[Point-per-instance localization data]
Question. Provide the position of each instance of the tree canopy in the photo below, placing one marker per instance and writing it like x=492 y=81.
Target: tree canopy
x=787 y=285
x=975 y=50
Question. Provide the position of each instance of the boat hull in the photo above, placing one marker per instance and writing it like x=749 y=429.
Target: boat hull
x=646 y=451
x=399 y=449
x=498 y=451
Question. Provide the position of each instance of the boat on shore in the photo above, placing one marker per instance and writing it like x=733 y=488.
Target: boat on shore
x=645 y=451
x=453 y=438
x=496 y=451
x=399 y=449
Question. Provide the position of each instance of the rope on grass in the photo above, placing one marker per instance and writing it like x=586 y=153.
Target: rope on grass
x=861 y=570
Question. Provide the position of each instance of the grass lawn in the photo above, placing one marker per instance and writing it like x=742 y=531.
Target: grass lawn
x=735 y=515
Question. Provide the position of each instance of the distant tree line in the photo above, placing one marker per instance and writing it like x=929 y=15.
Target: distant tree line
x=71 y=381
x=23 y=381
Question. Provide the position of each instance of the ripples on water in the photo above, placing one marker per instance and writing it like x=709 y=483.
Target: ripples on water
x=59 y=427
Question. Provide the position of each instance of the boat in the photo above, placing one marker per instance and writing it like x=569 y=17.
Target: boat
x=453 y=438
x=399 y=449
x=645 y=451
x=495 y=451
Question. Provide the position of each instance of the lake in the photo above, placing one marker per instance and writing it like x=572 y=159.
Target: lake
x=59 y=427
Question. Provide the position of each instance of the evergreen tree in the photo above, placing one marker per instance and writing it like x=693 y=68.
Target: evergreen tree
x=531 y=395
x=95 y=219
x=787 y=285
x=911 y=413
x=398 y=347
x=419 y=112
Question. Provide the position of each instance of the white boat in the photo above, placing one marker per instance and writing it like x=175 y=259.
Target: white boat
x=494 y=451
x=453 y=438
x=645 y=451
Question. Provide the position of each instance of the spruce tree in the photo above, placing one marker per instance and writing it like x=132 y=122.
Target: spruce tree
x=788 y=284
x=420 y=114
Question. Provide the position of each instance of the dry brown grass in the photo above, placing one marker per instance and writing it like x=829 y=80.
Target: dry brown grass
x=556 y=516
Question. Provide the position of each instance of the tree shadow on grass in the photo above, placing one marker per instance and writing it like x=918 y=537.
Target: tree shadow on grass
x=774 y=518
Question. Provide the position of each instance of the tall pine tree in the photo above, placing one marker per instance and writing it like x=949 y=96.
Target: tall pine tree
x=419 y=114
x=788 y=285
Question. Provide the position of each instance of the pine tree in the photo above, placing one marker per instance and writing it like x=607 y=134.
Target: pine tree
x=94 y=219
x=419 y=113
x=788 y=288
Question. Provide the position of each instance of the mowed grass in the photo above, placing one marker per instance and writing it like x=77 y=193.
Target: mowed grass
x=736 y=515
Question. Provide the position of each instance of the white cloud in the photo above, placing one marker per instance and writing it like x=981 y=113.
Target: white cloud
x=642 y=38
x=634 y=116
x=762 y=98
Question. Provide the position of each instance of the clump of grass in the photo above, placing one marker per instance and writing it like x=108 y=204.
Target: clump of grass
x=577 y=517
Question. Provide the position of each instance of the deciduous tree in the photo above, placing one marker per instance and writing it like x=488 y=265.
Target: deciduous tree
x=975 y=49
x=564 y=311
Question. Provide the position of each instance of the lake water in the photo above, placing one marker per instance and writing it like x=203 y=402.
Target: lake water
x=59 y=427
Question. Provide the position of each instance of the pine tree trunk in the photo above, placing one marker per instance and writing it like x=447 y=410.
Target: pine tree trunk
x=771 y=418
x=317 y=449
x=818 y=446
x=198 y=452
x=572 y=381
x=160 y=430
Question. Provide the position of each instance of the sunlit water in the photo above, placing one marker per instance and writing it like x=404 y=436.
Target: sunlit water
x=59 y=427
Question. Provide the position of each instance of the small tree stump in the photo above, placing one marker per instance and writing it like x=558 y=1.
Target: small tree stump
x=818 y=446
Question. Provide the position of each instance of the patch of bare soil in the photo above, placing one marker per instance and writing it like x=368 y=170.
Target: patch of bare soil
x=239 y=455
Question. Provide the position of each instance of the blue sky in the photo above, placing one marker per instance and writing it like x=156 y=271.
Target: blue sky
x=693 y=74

BRIEF: Could you retype each record exactly as it appears?

RESPONSE BELOW:
Question. Provide the position of each instance of the tree canopy in the photo below, placing one marker per instance and writing it like x=492 y=81.
Target: tree canopy
x=787 y=285
x=975 y=50
Question. Provide the position of each instance of the boat hull in the photo above, placing one marker per instance and writing it like x=749 y=429.
Target: boat hull
x=646 y=451
x=399 y=449
x=498 y=451
Question. Provide the position of each instance of the boat on shore in the photo above, placing one marker per instance and writing it like x=733 y=488.
Target: boat on shore
x=645 y=451
x=453 y=438
x=496 y=451
x=399 y=449
Question. Provide the position of each instance of the rope on grass in the photo above, placing one marker per instance and writing it like x=586 y=153.
Target: rope on grass
x=861 y=570
Question. Provide the position of each instance of the grass lawn in the photo above, placing one marker per instance and writing it like x=742 y=531.
Target: grass lawn
x=735 y=515
Question. Provide the position of each instance of the distant tree line in the photo above, placing one marker per instance and writing it like x=929 y=15.
Target: distant tree line
x=71 y=381
x=23 y=381
Question. Provide the position of each instance of the ripples on water in the photo above, placing one marker per instance and writing it like x=709 y=483.
Target: ripples on water
x=59 y=427
Question. Provide the position of each instance of the boat in the photo above, placing one marker per instance and writing it like x=569 y=17.
Target: boat
x=453 y=438
x=399 y=449
x=645 y=451
x=495 y=451
Question. Provide the position of each instance of the lake in the photo above, placing one marker per instance and writing it like x=572 y=159.
Target: lake
x=59 y=427
Question. Provide the position of each instance of the evergreen tree in the photo above, placing one marker per instance and writing it like x=693 y=68.
Target: evergreen tree
x=531 y=395
x=95 y=219
x=787 y=285
x=911 y=413
x=398 y=347
x=419 y=112
Question. Provide the position of each instance of the white boat in the photo above, placing one marker per instance and writing it like x=175 y=259.
Target: white boat
x=494 y=451
x=453 y=438
x=645 y=451
Question. Provide the position of each instance of the spruce tree in the photo above, placing one marker per instance and writing it like x=132 y=122.
Target: spruce tree
x=788 y=284
x=420 y=114
Question. Provide the position of each instance of the dry brown grass in the photo above, placing one marker per instance and writing it like x=829 y=80.
Target: dry brown grass
x=556 y=516
Question. Provide the position of each instance of the tree shadow on grass in the photo above, placing one marker per instance and writing it like x=918 y=537.
Target: tree shadow on grass
x=774 y=518
Question. Provide the position of each instance of the tall pine tree in the photo above, placing one marker per instance and writing it like x=949 y=96.
Target: tall pine tree
x=419 y=114
x=788 y=285
Question. Provide the position of each instance of the pine tree in the photo above, placing one marker per instance and writing it like x=607 y=134.
Target: pine tree
x=94 y=219
x=419 y=113
x=788 y=288
Question. Provide the position of each instance of the mowed grass in the photo above, placing one marker per instance and writing it like x=77 y=193.
Target: mowed grass
x=736 y=515
Question. Provide the position of each instance of the white cloud in the photo above, placing one marker per instance and writing it like x=981 y=113.
Target: white cloud
x=642 y=38
x=634 y=116
x=762 y=98
Question. Provide the position of each instance of the clump of grass in the photo above, placing one marker per instance and writing it like x=108 y=204.
Target: clump of grass
x=577 y=517
Question. Provide the position of each instance of the deciduous tree in the photo above, placing one marker per instance and writing it like x=488 y=265.
Target: deciduous tree
x=975 y=49
x=564 y=311
Question. Provide the position of each instance of the lake water in the photo above, placing one marker per instance and writing it like x=203 y=402.
Target: lake water
x=59 y=427
Question. Provide the position of each instance of the pine tree trunk in the photo above, placing one marker per instance and writing it like x=447 y=410.
Target: pine tree trunk
x=771 y=418
x=317 y=449
x=818 y=446
x=198 y=452
x=572 y=381
x=160 y=430
Question. Provide the position of each instance of the sunlit water in the photo above, placing one marker per instance and writing it like x=404 y=436.
Target: sunlit water
x=59 y=427
Question. Provide the position of each instance of the small tree stump in the photo above, placing one marker per instance and writing it like x=558 y=1.
Target: small tree stump
x=818 y=446
Question. Provide the position of each instance of the patch of bare soil in the photo above, placing one marker per instance and writing it like x=368 y=170.
Target: patch of bare soil
x=239 y=455
Question. Provide the position of each instance of the blue sky in the photo above, placing one marker per instance and writing it like x=156 y=271.
Target: blue sky
x=693 y=74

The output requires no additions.